Exercise = Find "Objective — for the stadium" in the data below; transcribe the line it appears on and each line after it, exactly, to the end, and nothing else.

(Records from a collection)

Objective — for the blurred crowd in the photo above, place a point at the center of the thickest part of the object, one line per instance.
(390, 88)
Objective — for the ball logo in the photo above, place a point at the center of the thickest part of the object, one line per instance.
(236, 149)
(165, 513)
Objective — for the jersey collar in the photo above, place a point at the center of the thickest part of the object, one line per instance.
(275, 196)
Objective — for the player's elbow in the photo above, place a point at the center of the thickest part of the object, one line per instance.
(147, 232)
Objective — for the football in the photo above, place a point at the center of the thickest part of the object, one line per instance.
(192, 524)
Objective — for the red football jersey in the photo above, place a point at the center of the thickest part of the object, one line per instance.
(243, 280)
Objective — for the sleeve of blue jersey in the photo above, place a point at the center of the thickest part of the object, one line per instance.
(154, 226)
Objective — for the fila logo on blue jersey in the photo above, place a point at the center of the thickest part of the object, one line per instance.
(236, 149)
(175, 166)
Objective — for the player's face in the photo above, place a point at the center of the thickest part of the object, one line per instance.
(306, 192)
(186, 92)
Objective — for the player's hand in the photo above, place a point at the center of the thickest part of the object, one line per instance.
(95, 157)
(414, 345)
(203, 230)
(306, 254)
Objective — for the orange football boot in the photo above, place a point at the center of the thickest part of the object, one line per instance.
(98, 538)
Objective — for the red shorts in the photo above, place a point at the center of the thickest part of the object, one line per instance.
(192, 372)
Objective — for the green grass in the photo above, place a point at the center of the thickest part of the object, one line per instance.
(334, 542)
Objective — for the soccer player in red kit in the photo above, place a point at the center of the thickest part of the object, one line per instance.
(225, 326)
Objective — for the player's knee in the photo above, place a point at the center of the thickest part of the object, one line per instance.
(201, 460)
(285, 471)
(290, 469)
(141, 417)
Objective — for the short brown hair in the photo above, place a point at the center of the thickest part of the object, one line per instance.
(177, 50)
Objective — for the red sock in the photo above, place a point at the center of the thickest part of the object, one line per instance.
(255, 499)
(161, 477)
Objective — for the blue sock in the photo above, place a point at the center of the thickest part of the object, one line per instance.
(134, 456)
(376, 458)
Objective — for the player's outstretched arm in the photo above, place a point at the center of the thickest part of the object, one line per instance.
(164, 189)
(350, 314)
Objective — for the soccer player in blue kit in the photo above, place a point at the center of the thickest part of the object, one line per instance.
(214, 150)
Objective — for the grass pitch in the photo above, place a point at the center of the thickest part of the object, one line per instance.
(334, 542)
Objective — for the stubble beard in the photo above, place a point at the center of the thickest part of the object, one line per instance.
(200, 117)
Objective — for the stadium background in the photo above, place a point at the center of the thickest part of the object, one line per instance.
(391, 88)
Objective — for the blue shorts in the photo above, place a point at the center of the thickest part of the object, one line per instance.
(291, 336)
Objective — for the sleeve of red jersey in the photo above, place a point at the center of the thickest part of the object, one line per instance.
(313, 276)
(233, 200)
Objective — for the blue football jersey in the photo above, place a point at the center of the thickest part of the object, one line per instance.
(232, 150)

Correct response =
Objective — for the stadium background in the photo above, place a point at the center of the thickest part of the object, one line per instance.
(391, 88)
Objective — for the blue shorts in the photo above, place a point at the center of the thickest part of the object, one line per instance.
(291, 336)
Objective — for the sleeve of red jersey in the photo above, place a point at the center of the thickest part of the object, one line per instance.
(313, 276)
(233, 200)
Objective — for the blue football jersey in the photo above, place a point at the center of the thickest part of the object, one line per instance.
(232, 150)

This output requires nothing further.